- Ваше задание
Перепечатайте без изменений фрагмент текста о Шпеере, приведенного ниже: от слов «Шпеер представил нам» до слов «глубокие неоднозначные чувства.» включительно.

- Исходный текст
============

Шпеер все еще двойственно судит о некоторых из сделанных им открытий. Он пишет, что первая его встреча с фюрером состоялась в тот момент его карьеры, когда он был подобен Фаусту, то есть с радостью продал бы душу в обмен на покровителя, который воспользовался бы его талантом архитектора. И действительно, состоялась сделка, напоминающая сделку Фауста с Мефистофелем. Все свои способности и энергию Шпеер охотно отдал в распоряжение Гитлера, при этом конфликтуя со всеми, включая и Гитлера, кто мешал ему целеустремленно выполнять работу. По мере того как Гитлер становился все более своенравным и недоступным, первоначальное восхищение Шпеера постепенно слабело. Когда Гитлер приказал взорвать все в Германии, Шпеер отказался повиноваться и был готов сам убить покровителя, лишь бы предотвратить исполнение его приказов. Тем не менее он прилетел в берлинский бункер под огнем русской авиации и артиллерии за несколько дней до самоубийства Гитлера, чтобы попрощаться.
Шпеер представил нам две версии этого полета. В интервью, опубликованном в «Шпигеле» сразу после освобождения из Шпандау, он сказал, что отправился в Берлин, чтобы попытаться убедить одного из своих ближайших сотрудников, Фридриха Люшена, покинуть город. Однако в мемуарах история полета изложена несколько иначе. Шпеер пишет, что, не забывая о Люшене, хотел спасти и доктора Брандта, своего старого друга и личного врача Гитлера, попавшего в лапы гиммлеровских СС. На последнем этапе Шпеер узнал, что Брандта уже нет в городе, а до Люшена он добраться не смог, но тем не менее решил продолжить поездку. Теперь он понимает, что летел в Берлин попрощаться с человеком, которому был обязан столь многим и к которому испытывал столь глубокие неоднозначные чувства.

============

- Данные упражнения
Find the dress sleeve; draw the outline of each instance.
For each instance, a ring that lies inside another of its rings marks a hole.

============

- Результат выполнения
Шпеер представил нам две версии этого полета. В интервью, опубликованном в «Шпигеле» сразу после освобождения из Шпандау, он сказал, что отправился в Берлин, чтобы попытаться убедить одного из своих ближайших сотрудников, Фридриха Люшена, покинуть город. Однако в мемуарах история полета изложена несколько иначе. Шпеер пишет, что, не забывая о Люшене, хотел спасти и доктора Брандта, своего старого друга и личного врача Гитлера, попавшего в лапы гиммлеровских СС. На последнем этапе Шпеер узнал, что Брандта уже нет в городе, а до Люшена он добраться не смог, но тем не менее решил продолжить поездку. Теперь он понимает, что летел в Берлин попрощаться с человеком, которому был обязан столь многим и к которому испытывал столь глубокие неоднозначные чувства.